*** Text for analysis ***

Deal focus: Udaan signals India's digital progress
B2B marketplace Udaan has achieved unicorn status faster than any of its illustrious Indian forbears. A readymade national broadband infrastructure certainly helped
The unicorn mountain is getting easier to climb in India. This week marks the close of a $585 million Series D round for Udaan that values the B2B online marketplace at $2.5-3 billion. It follows a $225 million Series C last year that tipped the company over the $1 billion mark, only two years after inception.
This trajectory does represent a departure from India's current class of tech leaders. Hospitality platform Oyo, e-commerce giant Flipkart, and financial services provider Paytm had longer runs to the big time, largely because their launches predated Reliance Jio Infocomm's rollout of national broadband infrastructure in late 2015. Jio has floated all boats, but its impact is magnified for start-ups in earlier stages.

*** Given entries ***

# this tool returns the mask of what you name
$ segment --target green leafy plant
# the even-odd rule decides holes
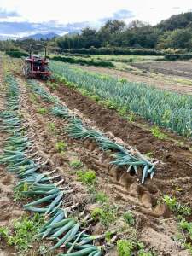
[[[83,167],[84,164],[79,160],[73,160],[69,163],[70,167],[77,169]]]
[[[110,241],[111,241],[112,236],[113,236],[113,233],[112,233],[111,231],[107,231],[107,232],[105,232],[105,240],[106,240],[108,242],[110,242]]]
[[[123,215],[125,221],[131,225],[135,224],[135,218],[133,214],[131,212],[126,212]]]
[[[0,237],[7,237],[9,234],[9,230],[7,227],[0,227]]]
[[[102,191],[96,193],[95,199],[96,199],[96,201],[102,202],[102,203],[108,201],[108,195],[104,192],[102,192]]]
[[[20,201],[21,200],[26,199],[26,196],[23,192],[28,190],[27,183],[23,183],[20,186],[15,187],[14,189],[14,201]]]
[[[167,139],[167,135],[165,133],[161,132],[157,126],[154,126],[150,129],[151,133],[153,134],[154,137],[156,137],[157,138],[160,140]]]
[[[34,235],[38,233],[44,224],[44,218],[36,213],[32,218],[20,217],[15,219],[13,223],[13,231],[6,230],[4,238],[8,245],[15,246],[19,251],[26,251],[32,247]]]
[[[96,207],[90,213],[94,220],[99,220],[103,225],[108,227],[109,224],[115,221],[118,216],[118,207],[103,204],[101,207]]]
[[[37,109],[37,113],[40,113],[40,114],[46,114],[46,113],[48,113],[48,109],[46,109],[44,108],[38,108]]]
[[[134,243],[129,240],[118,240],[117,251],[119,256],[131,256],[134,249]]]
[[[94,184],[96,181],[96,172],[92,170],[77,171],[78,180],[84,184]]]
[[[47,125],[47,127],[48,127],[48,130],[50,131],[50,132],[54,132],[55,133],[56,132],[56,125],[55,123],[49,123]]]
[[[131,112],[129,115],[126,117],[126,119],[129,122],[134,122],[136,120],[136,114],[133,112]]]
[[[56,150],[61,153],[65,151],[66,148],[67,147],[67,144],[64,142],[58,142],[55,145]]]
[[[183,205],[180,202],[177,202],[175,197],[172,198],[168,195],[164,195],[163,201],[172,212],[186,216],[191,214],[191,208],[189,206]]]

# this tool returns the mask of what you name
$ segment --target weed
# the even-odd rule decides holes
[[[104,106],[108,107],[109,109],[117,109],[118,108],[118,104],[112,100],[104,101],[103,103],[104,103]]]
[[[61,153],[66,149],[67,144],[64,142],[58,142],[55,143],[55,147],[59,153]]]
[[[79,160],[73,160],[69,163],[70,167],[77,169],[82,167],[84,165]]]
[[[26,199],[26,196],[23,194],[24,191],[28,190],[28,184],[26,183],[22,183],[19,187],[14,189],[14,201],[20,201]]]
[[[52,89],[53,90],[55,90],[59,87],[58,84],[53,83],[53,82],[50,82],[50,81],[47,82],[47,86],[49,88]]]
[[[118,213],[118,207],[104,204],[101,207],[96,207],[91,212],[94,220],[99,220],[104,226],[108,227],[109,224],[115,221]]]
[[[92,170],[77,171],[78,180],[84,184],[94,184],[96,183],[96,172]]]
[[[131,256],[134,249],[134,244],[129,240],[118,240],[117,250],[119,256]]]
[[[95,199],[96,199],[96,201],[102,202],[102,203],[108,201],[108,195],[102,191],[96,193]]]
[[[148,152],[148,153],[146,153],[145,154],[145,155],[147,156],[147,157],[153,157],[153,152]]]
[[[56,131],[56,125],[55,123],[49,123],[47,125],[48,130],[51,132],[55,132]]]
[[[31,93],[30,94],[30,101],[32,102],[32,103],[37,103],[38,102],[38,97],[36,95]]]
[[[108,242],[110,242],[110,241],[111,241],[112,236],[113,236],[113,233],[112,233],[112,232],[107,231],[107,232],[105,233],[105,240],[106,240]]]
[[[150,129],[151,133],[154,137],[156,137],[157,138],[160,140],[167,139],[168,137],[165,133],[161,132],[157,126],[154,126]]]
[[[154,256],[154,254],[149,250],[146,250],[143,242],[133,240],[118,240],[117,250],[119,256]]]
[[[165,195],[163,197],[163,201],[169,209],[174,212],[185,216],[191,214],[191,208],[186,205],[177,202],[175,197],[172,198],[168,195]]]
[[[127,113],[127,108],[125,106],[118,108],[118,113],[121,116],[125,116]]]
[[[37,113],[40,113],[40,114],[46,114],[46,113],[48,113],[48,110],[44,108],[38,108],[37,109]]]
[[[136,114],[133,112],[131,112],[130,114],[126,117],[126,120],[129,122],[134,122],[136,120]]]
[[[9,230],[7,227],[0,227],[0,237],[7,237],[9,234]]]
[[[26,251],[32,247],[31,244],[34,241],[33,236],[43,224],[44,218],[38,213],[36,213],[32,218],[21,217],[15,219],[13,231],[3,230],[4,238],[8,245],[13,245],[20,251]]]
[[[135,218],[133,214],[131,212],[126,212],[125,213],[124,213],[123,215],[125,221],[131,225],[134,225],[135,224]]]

***

• **Assigned task A**: Using the deal focus text on Udaan, decide whether each statement agrees with it: (i) Udaan's Series D round raised $585 million; (ii) the Series C pushed Udaan past $1 billion three years after it was founded; (iii) Jio rolled out national broadband infrastructure in late 2015. Answer yes or no for each, quoting the text's deciding words.
• **Assigned task B**: Reproduce the part of the deal focus text on Udaan starting with "This trajectory does" and going on through "in earlier stages.".
The rows have nothing to do with the deal focus text on Udaan.

• **Your response A**:
(i) Yes: "This week marks the close of a $585 million Series D round for Udaan"
(ii) No: "only two years after inception"
(iii) Yes: "Reliance Jio Infocomm's rollout of national broadband infrastructure in late 2015"

• **Your response B**:
This trajectory does represent a departure from India's current class of tech leaders. Hospitality platform Oyo, e-commerce giant Flipkart, and financial services provider Paytm had longer runs to the big time, largely because their launches predated Reliance Jio Infocomm's rollout of national broadband infrastructure in late 2015. Jio has floated all boats, but its impact is magnified for start-ups in earlier stages.